§ **Page excerpt**:
★ ★ ★

The organization also helps boys transition into mainstreaming by placing them in Davis public schools.
They are forced to operate within those parameters to keep their behaviors in check in school,” Kusama said.
If they’re ready, completers of the program move on to foster families or kinship homes. Some of them are even able to return home. Kids that aren’t ready for foster care are required to go to adolescent group homes.
The ability to help kids change their behavior for the better is what hooked Kusama at the beginning. He trained as a junior college teacher, but fell into counseling when he discovered a lack of jobs in the field.
“I first worked in a boys facility with 60 boys from ages 10 to 18,” Kusama said. “But I tell you, when I first came to Progress Ranch, it was more difficult working with three kids from this age group than it was working with an adolescent group of 12 boys.”

★ ★ ★

§ **Work required**: Copy the part of the Progress Ranch passage that begins with the words containing "The ability to" and ends with "in the field.", swapping "counseling" for "social work". Work only from the Progress Ranch passage.

§ **Dataset records**:

★ ★ ★

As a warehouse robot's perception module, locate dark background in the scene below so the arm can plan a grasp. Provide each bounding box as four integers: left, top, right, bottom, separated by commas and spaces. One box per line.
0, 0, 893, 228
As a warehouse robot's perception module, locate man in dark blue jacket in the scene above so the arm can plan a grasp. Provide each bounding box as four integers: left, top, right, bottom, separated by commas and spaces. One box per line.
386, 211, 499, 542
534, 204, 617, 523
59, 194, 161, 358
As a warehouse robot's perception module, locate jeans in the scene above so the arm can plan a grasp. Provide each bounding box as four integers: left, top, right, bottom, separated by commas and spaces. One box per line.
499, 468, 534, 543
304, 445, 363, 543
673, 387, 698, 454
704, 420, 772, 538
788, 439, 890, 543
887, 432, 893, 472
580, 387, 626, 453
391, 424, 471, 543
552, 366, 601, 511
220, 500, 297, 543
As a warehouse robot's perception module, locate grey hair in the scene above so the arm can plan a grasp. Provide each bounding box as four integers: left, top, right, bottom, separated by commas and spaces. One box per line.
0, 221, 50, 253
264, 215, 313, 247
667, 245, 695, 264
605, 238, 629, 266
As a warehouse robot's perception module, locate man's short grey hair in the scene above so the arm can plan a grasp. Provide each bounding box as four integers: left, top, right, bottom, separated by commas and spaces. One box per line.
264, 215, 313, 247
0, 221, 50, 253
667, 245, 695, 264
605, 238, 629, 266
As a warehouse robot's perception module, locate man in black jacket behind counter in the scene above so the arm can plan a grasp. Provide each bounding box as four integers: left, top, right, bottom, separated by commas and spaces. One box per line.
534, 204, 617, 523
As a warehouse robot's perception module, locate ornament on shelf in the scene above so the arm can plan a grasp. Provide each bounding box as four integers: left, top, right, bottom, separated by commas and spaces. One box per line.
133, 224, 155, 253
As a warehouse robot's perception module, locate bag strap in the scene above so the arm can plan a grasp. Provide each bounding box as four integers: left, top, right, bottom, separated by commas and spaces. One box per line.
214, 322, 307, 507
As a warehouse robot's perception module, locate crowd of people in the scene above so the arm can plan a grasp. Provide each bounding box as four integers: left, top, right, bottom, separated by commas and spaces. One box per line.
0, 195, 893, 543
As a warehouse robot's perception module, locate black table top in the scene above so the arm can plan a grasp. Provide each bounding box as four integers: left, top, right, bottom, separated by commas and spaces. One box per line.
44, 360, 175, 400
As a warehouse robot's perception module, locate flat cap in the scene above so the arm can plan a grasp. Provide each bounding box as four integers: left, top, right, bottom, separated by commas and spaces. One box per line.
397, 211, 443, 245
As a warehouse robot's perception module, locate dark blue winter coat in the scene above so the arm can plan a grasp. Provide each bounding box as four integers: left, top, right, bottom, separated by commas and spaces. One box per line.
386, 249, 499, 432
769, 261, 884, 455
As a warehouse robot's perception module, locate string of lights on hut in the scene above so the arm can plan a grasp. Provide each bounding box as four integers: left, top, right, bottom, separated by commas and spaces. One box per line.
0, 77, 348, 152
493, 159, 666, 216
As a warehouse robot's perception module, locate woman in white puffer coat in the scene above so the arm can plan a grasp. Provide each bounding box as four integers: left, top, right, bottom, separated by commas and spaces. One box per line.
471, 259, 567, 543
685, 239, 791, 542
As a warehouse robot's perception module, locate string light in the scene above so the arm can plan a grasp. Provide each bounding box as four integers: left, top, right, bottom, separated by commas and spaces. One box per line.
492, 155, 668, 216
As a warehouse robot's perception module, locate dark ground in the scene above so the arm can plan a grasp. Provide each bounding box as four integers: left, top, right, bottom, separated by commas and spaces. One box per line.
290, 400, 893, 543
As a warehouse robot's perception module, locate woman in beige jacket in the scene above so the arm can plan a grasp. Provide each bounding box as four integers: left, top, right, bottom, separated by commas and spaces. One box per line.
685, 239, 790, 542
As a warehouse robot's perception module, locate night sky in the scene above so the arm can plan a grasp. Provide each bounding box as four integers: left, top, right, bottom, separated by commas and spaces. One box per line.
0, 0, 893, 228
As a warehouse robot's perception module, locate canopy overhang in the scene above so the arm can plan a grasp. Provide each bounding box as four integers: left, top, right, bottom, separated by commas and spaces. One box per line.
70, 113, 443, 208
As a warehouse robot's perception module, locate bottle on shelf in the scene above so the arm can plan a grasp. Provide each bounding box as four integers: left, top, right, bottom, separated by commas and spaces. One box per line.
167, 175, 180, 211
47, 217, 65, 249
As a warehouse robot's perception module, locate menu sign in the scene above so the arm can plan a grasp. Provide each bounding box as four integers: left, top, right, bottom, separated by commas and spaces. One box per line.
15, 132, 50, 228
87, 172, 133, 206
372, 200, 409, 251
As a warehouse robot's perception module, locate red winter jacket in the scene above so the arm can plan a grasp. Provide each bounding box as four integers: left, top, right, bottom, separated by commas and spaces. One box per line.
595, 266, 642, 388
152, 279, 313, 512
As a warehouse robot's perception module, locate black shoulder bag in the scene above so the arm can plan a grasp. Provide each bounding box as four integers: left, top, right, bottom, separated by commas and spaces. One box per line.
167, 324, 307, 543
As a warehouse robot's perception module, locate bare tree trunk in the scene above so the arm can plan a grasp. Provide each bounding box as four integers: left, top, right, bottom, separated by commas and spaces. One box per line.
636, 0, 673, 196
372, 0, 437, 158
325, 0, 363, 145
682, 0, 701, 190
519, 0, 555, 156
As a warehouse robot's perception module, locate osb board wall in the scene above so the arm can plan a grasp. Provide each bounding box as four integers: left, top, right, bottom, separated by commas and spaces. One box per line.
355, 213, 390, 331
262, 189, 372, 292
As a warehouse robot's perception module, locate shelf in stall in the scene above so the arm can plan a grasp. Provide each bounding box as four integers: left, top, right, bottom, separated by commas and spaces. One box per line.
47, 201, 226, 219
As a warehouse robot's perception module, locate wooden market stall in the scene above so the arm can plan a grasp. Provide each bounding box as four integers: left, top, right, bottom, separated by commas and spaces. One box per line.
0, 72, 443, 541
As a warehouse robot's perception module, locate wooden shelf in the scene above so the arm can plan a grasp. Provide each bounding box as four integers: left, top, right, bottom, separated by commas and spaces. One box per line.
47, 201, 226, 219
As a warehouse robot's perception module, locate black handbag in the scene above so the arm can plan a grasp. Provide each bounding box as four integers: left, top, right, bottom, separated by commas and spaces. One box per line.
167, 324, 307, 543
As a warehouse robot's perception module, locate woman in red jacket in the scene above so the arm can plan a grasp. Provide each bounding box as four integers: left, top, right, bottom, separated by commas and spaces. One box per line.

★ ★ ★

§ **Result**:
The ability to help kids change their behavior for the better is what hooked Kusama at the beginning. He trained as a junior college teacher, but fell into social work when he discovered a lack of jobs in the field.